- _Task item_: Exact copies of the lines below, from the one with "like (98, 292)." up to and including the one with "like (648, 142).", are what this calls for; leave out pictures.

┌──

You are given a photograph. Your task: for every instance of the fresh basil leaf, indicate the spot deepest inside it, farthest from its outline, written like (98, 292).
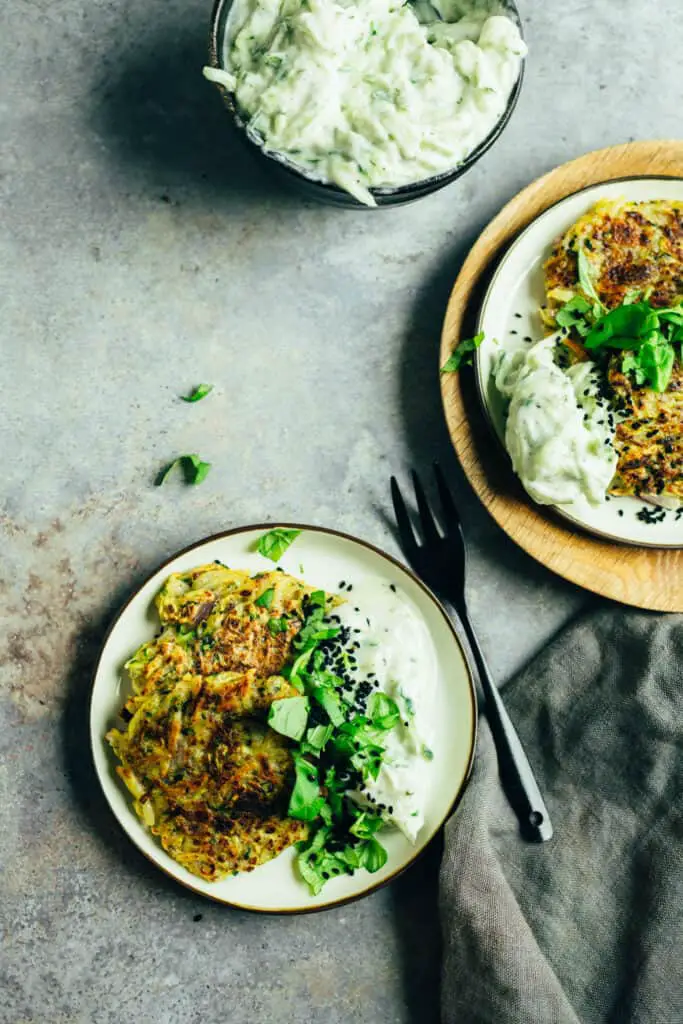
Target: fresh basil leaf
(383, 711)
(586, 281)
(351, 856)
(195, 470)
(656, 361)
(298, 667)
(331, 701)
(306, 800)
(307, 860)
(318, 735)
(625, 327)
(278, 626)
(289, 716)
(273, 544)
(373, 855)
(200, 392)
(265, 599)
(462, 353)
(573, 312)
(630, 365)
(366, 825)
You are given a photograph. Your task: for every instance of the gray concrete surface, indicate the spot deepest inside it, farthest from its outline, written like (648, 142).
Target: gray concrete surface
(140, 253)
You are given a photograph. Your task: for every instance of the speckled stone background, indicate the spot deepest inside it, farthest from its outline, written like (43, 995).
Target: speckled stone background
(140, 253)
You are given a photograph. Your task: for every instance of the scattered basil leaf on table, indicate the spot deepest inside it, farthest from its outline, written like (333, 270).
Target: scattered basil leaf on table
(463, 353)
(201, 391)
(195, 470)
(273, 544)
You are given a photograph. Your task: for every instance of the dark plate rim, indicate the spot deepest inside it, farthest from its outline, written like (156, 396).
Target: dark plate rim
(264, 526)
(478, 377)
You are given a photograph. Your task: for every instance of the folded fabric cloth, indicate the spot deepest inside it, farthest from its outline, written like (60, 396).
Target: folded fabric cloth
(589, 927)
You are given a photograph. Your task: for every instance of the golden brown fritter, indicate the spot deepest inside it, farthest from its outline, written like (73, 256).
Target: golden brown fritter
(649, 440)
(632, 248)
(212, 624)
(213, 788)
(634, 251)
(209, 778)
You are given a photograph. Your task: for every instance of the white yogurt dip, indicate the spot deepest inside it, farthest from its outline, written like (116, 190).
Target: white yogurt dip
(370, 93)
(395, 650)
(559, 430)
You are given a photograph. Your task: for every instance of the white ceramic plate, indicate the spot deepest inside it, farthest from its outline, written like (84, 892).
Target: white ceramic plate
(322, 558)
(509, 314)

└──
┌──

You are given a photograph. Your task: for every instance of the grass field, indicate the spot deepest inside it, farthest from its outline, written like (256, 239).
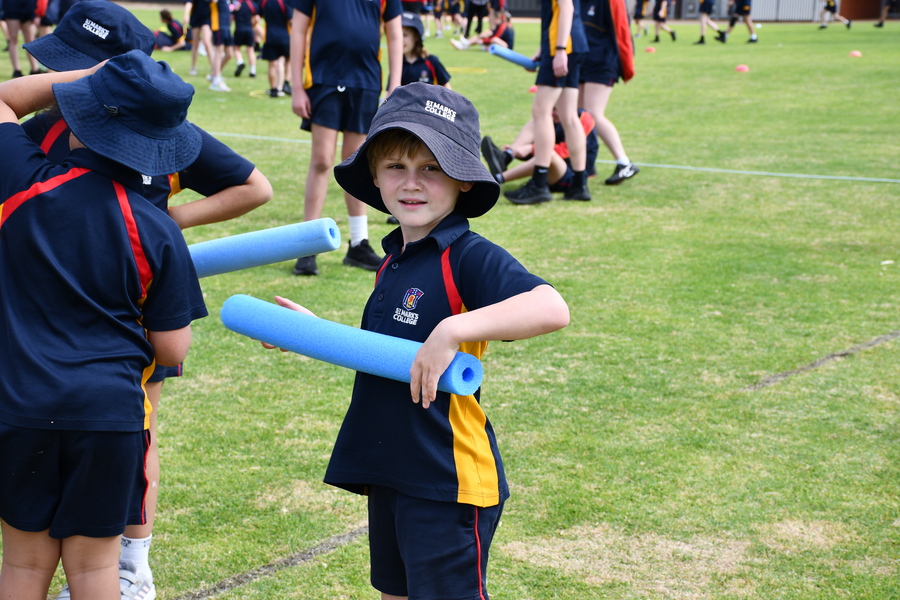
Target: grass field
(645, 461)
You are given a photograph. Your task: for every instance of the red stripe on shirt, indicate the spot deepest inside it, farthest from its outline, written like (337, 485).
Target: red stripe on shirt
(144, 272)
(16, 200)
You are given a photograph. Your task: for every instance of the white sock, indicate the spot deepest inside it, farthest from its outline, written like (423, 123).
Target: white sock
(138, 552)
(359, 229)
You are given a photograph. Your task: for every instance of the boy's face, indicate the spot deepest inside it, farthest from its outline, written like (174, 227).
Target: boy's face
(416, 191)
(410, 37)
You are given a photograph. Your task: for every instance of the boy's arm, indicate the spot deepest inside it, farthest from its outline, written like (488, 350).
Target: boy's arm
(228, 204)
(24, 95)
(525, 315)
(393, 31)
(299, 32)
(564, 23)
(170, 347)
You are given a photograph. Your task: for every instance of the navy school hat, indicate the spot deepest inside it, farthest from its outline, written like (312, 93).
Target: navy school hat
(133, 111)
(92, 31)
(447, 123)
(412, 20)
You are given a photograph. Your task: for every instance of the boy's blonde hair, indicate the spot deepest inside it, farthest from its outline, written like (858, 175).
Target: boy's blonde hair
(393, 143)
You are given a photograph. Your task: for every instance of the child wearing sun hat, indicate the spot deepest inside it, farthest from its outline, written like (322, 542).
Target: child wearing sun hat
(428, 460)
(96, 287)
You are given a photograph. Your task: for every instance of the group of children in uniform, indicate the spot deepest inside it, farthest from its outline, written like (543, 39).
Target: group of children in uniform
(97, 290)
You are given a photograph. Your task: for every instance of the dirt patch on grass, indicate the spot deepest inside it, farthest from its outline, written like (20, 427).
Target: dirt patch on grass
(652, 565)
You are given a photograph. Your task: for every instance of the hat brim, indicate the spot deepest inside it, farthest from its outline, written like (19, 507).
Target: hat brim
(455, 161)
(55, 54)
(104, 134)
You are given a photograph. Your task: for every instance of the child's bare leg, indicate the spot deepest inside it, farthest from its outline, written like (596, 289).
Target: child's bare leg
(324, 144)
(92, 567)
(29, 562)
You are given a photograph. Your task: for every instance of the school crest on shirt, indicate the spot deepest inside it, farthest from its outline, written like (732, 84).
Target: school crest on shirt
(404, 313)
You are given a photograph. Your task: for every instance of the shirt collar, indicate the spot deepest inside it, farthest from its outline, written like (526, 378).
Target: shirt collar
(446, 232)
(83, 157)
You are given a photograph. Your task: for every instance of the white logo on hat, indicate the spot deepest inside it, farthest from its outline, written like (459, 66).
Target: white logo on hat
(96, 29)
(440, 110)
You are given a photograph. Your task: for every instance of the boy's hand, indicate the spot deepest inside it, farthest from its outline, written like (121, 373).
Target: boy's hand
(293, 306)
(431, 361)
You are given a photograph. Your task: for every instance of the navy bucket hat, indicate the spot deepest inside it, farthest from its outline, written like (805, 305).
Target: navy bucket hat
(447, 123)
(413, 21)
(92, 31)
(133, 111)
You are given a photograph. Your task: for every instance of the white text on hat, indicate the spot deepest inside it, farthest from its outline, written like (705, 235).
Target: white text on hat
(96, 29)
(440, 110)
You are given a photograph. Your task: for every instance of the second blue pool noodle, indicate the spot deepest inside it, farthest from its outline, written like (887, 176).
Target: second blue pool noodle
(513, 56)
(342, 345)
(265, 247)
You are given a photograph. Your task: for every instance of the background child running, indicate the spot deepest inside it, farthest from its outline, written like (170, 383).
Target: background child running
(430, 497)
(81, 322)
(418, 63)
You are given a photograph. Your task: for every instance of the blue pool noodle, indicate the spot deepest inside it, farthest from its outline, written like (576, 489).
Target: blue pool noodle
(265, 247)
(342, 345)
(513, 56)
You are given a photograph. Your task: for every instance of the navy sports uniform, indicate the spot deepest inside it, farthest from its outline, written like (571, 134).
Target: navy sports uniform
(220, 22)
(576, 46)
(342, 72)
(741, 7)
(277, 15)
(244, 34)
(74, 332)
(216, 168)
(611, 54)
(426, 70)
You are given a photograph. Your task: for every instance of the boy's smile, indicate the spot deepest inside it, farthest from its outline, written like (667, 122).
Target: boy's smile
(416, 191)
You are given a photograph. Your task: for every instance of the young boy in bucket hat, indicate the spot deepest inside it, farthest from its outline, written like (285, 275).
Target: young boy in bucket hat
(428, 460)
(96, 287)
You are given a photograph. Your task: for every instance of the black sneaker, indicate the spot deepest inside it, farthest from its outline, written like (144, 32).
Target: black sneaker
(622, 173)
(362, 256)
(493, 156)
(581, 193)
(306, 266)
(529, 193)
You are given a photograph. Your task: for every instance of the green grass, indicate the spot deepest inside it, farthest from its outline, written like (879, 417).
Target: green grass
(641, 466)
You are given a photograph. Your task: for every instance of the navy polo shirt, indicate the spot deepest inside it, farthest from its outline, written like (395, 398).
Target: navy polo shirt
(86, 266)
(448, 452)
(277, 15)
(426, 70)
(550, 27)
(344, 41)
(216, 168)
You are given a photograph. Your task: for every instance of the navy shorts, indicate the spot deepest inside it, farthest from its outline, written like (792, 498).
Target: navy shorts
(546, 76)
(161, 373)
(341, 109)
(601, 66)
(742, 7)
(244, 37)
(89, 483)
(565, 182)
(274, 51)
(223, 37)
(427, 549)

└──

- _Expected answer_:
You are given a photograph. Your task: for every instance of the fresh basil leaf, indicate the spot deepest inside it, farthest from its outline, written like (98, 292).
Target: fresh basil leaf
(383, 711)
(586, 281)
(351, 856)
(195, 470)
(656, 361)
(298, 667)
(331, 701)
(306, 800)
(307, 860)
(318, 735)
(625, 327)
(278, 626)
(289, 716)
(273, 544)
(373, 855)
(200, 392)
(265, 599)
(462, 353)
(573, 312)
(630, 365)
(366, 825)
You are given a photograph. Your task: for every instance of the gray concrete surface, indicate the spot deepest inside it, farthest from its outline, written like (648, 142).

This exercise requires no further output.